Task directions
Extract every line starting at the line that contains "Find the necktie;" and ending with the final line of the data, inclusive; give only those lines, word for word.

Data extract
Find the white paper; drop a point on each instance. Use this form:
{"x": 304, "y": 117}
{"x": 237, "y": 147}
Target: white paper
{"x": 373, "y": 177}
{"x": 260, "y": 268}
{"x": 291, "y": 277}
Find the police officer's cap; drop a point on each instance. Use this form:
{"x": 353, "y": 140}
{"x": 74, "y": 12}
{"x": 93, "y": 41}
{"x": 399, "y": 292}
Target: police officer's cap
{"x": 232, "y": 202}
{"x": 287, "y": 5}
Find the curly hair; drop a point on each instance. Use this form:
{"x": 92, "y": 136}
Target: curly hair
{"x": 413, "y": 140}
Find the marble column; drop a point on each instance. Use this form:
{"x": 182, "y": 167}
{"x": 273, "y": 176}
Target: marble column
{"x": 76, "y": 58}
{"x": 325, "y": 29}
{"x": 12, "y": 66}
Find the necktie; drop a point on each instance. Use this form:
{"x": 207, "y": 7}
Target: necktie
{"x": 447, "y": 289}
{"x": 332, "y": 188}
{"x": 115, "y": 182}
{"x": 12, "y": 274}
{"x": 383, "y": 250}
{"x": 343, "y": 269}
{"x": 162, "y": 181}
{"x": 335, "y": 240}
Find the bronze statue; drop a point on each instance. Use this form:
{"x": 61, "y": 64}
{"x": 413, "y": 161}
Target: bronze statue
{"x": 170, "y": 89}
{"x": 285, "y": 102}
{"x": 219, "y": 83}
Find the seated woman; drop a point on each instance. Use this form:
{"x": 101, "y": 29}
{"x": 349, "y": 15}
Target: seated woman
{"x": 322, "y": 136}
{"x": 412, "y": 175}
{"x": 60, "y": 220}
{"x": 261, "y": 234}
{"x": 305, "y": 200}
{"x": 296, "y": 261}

Response
Find the necktie; drop a point on each instance. Use this form:
{"x": 207, "y": 7}
Target: necktie
{"x": 447, "y": 289}
{"x": 332, "y": 188}
{"x": 115, "y": 182}
{"x": 12, "y": 274}
{"x": 383, "y": 250}
{"x": 343, "y": 269}
{"x": 162, "y": 181}
{"x": 335, "y": 240}
Find the bronze statue; drop a point on each instance. Use this form:
{"x": 61, "y": 64}
{"x": 413, "y": 161}
Target: bronze statue
{"x": 170, "y": 89}
{"x": 285, "y": 102}
{"x": 219, "y": 83}
Find the seated woman; drop a point on each instance. Use this form:
{"x": 101, "y": 29}
{"x": 349, "y": 15}
Target: seated woman
{"x": 322, "y": 136}
{"x": 412, "y": 175}
{"x": 60, "y": 220}
{"x": 261, "y": 234}
{"x": 305, "y": 200}
{"x": 296, "y": 261}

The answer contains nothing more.